## begin RECORDS PROVIDED

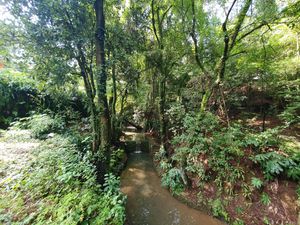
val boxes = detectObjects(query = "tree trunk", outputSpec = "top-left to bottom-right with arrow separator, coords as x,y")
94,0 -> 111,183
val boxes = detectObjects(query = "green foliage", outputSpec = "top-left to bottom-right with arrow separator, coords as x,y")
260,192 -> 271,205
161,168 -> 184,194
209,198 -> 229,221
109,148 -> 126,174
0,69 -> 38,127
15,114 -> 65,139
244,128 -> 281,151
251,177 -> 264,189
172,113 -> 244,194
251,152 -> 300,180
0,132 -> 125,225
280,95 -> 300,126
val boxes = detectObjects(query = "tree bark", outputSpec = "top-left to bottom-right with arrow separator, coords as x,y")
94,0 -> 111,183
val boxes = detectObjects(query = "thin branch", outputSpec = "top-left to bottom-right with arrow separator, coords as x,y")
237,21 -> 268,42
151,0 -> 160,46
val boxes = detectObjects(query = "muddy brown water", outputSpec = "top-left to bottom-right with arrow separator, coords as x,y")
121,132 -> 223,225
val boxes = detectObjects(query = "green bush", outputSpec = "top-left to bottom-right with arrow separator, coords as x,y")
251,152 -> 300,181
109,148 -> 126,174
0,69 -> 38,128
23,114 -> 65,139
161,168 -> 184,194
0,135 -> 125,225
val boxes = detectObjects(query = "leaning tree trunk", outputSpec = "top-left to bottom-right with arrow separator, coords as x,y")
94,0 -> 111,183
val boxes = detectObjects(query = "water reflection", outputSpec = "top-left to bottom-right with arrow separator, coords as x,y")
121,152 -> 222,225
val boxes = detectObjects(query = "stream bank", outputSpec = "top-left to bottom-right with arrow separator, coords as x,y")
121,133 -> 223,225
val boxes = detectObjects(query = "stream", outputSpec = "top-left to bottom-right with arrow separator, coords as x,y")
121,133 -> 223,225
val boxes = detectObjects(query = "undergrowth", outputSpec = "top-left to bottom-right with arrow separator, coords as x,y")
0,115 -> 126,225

## end RECORDS PROVIDED

- _REQUIRED WORK_:
Copy the entries verbatim from their beginning up to and including the line that contains "280,95 -> 300,126", and omit the pictures from your answer.

- _RESPONSE TO THIS EXERCISE_:
val boxes = detectObjects(query = "tree trunk", outputSpec = "top-left to bottom-right with arrow separator, coords as x,y")
94,0 -> 111,183
val boxes = detectObjects(query = "green foliage", outputSpec = "top-left to bottom-right with arrow separator, coords as x,y")
260,192 -> 271,205
161,168 -> 184,194
209,198 -> 229,221
109,148 -> 126,174
0,69 -> 38,127
15,114 -> 65,139
244,128 -> 281,151
251,177 -> 264,189
172,113 -> 244,194
251,152 -> 300,180
0,132 -> 125,225
280,95 -> 300,126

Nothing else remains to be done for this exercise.